> Given instruction: Retype each of the following entries line for line, with no changes.
┌─ Supplied material
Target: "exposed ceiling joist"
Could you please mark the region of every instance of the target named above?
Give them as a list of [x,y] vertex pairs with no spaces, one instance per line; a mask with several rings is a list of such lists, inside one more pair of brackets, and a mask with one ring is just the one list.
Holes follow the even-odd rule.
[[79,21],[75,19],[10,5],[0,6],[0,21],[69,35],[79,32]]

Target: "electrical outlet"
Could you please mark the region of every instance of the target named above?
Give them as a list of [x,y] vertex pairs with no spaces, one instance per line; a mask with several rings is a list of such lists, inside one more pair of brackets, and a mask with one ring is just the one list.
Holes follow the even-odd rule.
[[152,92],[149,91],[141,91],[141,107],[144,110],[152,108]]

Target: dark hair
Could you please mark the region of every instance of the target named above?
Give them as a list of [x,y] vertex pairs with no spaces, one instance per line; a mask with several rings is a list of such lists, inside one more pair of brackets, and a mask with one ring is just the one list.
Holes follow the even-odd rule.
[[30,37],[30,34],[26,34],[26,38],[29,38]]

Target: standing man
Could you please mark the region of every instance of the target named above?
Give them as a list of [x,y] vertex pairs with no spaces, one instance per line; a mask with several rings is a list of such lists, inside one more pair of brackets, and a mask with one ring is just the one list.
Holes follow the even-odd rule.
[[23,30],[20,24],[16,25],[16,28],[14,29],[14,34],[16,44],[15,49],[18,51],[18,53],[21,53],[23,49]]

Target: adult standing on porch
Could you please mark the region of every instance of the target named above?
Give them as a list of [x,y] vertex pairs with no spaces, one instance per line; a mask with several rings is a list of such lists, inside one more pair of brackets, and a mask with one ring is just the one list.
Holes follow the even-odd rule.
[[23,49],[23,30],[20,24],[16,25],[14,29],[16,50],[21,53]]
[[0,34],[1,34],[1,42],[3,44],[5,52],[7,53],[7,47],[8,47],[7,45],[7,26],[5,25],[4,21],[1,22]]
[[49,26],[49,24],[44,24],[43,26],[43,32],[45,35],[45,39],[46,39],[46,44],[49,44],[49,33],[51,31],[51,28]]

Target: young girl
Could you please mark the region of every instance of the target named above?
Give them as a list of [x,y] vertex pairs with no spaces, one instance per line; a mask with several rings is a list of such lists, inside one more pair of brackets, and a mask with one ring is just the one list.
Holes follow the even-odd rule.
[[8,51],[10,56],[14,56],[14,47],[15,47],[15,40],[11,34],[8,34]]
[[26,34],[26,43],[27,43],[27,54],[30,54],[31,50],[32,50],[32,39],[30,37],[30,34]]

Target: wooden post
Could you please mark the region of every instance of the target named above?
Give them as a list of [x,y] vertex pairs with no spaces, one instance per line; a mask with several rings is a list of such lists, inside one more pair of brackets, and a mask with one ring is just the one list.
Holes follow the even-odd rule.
└─
> Final result:
Target: "exposed ceiling joist"
Could you please mark the region of every instance of the target named above?
Give them as a list of [x,y] vertex pairs with no spaces, one instance per line; a mask with several rings is a list of such lists, inside one more pair of brackets, and a mask with one ring is just the one list.
Holes follow the even-odd rule.
[[79,21],[75,19],[10,5],[0,6],[0,21],[69,35],[79,32]]

Target: "electrical outlet"
Could you please mark the region of every instance of the target named above?
Give them as a list of [x,y] vertex pairs with no spaces, one instance per line; a mask with several rings is a list of such lists, inside one more pair of brackets, and a mask with one ring is just the one list.
Holes follow the even-odd rule.
[[152,92],[149,91],[141,91],[141,107],[144,110],[152,108]]

Target: dark hair
Could you please mark the region of every instance of the target named above?
Give them as a list of [x,y] vertex pairs with no spaces, one instance per line; a mask with several rings is a list of such lists, inside one more pair of brackets, and a mask with one ring is just the one list.
Holes follow the even-odd rule.
[[30,37],[30,34],[26,34],[26,38],[29,38]]

Target: standing man
Could you please mark the region of every instance of the target named above?
Give them as a list of [x,y] vertex pairs with no spaces, one instance per line; a mask with several rings is a list of such lists, inside one more pair of brackets, and a mask with one ring is just the one list.
Holes follow the even-odd rule.
[[23,30],[20,24],[16,25],[16,28],[14,29],[14,34],[16,44],[15,49],[18,51],[18,53],[21,53],[23,49]]

Target: adult standing on porch
Could you please mark the region of every instance of the target named above?
Give them as a list of [x,y] vertex pairs with no spaces, one instance per line; a mask with several rings is a list of such lists, inside one more pair of brackets, and a mask with one ring is just the one list.
Holes follow the even-odd rule.
[[23,49],[23,30],[20,24],[16,25],[14,29],[16,50],[21,53]]
[[0,34],[1,34],[1,42],[3,44],[5,52],[7,53],[7,47],[8,47],[7,45],[7,26],[5,25],[4,21],[1,22]]
[[49,26],[49,24],[44,24],[43,26],[43,32],[45,35],[45,39],[46,39],[46,44],[49,44],[49,33],[51,31],[51,28]]

Target: young girl
Could you please mark the region of every instance of the target named above?
Give them as a list of [x,y] vertex pairs with no spaces, one instance per line; a mask with several rings is a list of such lists, inside one more pair of brackets, and a mask with one ring is just the one list.
Holes follow the even-odd rule.
[[8,51],[10,56],[14,56],[14,47],[15,47],[15,40],[11,34],[8,34]]
[[26,34],[26,43],[27,43],[27,54],[30,54],[31,50],[32,50],[32,39],[30,37],[30,34]]

Target: wooden post
Could you please mark the region of every instance of the target named above?
Give them as a list of [x,y] vertex pairs with no spaces, one instance per line; a mask with several rings is a list of such lists, inside one more pair of brackets, and a mask with one ring is just the one list.
Holes follow the even-odd rule.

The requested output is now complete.